Task |
Repeat the records below exactly, leaving out any pictures.

Information given |
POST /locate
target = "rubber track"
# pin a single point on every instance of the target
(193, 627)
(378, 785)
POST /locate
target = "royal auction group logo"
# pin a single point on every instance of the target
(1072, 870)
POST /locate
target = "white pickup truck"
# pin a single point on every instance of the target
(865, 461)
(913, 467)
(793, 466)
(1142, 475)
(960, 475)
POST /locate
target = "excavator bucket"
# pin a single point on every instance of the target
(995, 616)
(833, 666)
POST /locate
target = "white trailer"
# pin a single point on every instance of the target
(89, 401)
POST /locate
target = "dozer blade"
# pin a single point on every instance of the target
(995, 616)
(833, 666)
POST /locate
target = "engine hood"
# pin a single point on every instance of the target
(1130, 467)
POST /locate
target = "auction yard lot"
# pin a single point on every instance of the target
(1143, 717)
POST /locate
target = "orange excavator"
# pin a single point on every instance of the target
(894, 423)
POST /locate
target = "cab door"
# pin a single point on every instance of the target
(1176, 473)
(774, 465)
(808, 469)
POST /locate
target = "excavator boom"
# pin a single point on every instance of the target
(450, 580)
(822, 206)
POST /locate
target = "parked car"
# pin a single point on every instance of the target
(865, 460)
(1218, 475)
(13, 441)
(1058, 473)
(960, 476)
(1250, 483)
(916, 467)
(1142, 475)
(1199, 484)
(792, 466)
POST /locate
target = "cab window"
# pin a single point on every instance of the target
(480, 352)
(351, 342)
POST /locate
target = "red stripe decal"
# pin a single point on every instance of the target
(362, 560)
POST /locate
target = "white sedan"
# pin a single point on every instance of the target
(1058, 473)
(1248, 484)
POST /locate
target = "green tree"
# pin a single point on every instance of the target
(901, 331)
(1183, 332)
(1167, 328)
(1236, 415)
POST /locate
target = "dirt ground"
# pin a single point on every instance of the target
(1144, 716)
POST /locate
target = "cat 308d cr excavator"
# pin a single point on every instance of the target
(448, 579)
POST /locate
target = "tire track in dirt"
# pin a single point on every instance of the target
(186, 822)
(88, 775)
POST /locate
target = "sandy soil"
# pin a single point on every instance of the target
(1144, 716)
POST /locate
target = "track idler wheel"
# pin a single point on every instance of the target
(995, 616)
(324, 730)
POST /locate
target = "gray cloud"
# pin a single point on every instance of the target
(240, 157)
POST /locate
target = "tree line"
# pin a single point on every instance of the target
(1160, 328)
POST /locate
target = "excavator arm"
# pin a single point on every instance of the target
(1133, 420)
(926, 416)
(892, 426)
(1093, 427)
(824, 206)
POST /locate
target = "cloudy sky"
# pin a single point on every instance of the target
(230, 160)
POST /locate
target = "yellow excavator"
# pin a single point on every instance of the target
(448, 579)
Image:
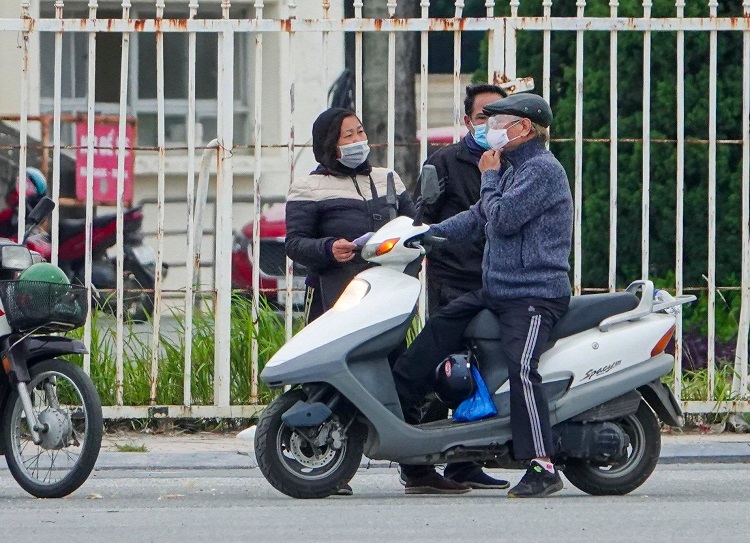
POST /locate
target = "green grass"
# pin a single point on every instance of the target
(137, 353)
(695, 384)
(130, 448)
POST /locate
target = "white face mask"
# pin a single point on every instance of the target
(497, 138)
(354, 154)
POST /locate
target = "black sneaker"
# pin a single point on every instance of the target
(537, 482)
(434, 483)
(478, 479)
(344, 490)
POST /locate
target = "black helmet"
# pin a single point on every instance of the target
(453, 380)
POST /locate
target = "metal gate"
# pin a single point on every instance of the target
(291, 25)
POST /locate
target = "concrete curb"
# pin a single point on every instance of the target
(694, 453)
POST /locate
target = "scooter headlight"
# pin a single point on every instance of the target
(352, 295)
(378, 250)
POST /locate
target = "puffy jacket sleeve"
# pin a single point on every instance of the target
(536, 187)
(302, 242)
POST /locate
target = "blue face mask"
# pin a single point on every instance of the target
(480, 135)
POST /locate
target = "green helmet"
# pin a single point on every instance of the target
(46, 272)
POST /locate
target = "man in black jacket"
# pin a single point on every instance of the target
(457, 269)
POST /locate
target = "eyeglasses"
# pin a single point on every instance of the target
(497, 122)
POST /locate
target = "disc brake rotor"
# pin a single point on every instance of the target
(59, 428)
(305, 455)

Output |
POST /locate
target = "rubber track"
# pin a single point on every instance of the target
(193, 627)
(378, 785)
POST /locate
target = "royal auction group logo"
# pin a single point on every instance of the target
(1072, 870)
POST /locate
target = "white pickup truck"
# pin a single point on every instance of the target
(865, 461)
(913, 467)
(793, 466)
(1142, 475)
(960, 475)
POST /locate
target = "excavator bucket"
# pin a single point on every instance of the target
(995, 616)
(833, 666)
POST /locate
target = "white trailer"
# pin a single point on every instance of the target
(89, 401)
POST /locate
target = "dozer blade"
# pin a single point on every instance of the target
(995, 616)
(833, 666)
POST /locate
target = "engine hood"
# pin a single point on every instance of the target
(1130, 467)
POST /locate
target = "auction yard lot"
# pin a single point on every instance of the target
(1143, 717)
POST /locate
target = "orange excavator"
# pin a single point on every instance of the target
(894, 423)
POST /locate
target = "cab door"
# pin a single point on every instance of the target
(1176, 473)
(774, 465)
(808, 469)
POST /locate
target = "excavator boom"
# pin a single point on every instance of the target
(450, 580)
(822, 206)
POST /locate
target = "parked car"
# pin a single point on every instance of the target
(865, 460)
(1218, 475)
(13, 441)
(1058, 473)
(960, 476)
(1250, 483)
(916, 467)
(1142, 475)
(1199, 484)
(792, 466)
POST /locate
target = "cab window"
# pin a single point on every instance of the target
(480, 352)
(351, 342)
POST /locate
target = "red stripe decal"
# pin a single point on every instance of the target
(362, 560)
POST /locate
target = "white sedan"
# pin a single point on every instance of the target
(1058, 473)
(1248, 484)
POST /locate
target = "green tree"
# pin a single point on every instance of the target
(901, 331)
(1183, 332)
(1167, 328)
(1236, 415)
POST /locate
target = "dirt ground"
# pin a single point on every instance of the target
(1144, 716)
POST /locate
target = "cat 308d cr excavator"
# pin a single point on every instance of the target
(448, 579)
POST /locate
target = "tire track in dirt"
# pin a single point on every instance of the target
(186, 822)
(88, 775)
POST /locate
target = "sandy soil"
# pin a single point on every instance of the target
(1144, 716)
POST /locate
target = "track idler wheel"
# pin a single point on every instance of the target
(995, 616)
(324, 730)
POST /locate
target = "gray cloud"
# pin a single point on every instance of the target
(240, 157)
POST /locate
target = "tree line"
# pin a single point on every instance of the target
(1160, 328)
POST /locate
target = "excavator arm"
# pin a single point on every instance of the target
(1133, 420)
(926, 416)
(892, 426)
(1093, 427)
(824, 206)
POST /locate
target = "cloudy sky"
# pin a single point on every instance of the target
(230, 160)
POST /locate
target = "yellow excavator"
# pin a single point on every instance of the target
(448, 579)
Image:
POST /locate
target = "green grass"
# pin a single point on every instance of the target
(137, 353)
(695, 384)
(130, 448)
POST /locate
target = "white face mask"
# pin a single point on every instance of the target
(497, 138)
(354, 154)
POST /locate
target = "black sneaker"
# pin a single point on every instance of the target
(537, 482)
(434, 483)
(478, 479)
(344, 490)
POST /locate
target = "black helmet"
# pin a single point on every instance of the target
(453, 380)
POST /locate
target = "metal gate"
# pin a single point on every instance of the target
(291, 25)
POST /locate
target = "concrete curb"
# pin a single point on every instance of the target
(694, 453)
POST /locate
target = "scooter headlight"
# pin a single point on every instance of the target
(352, 295)
(378, 250)
POST /locate
target = "puffy jacket sleeve"
# pin a single point on every instance of the target
(536, 187)
(302, 242)
POST /locate
target = "blue face mask"
# pin a single point on every instance of the target
(480, 135)
POST /locate
target = "green helmet"
# pin a single point on every instance of the target
(46, 272)
POST /locate
target = "man in black jacket"
# pin a single point on every instance of the target
(457, 269)
POST /locate
target = "eyeglasses"
# pin a single point on every instance of the target
(497, 122)
POST /locate
target = "disc brake rotor"
# pin a single point on every instance of the target
(59, 428)
(305, 455)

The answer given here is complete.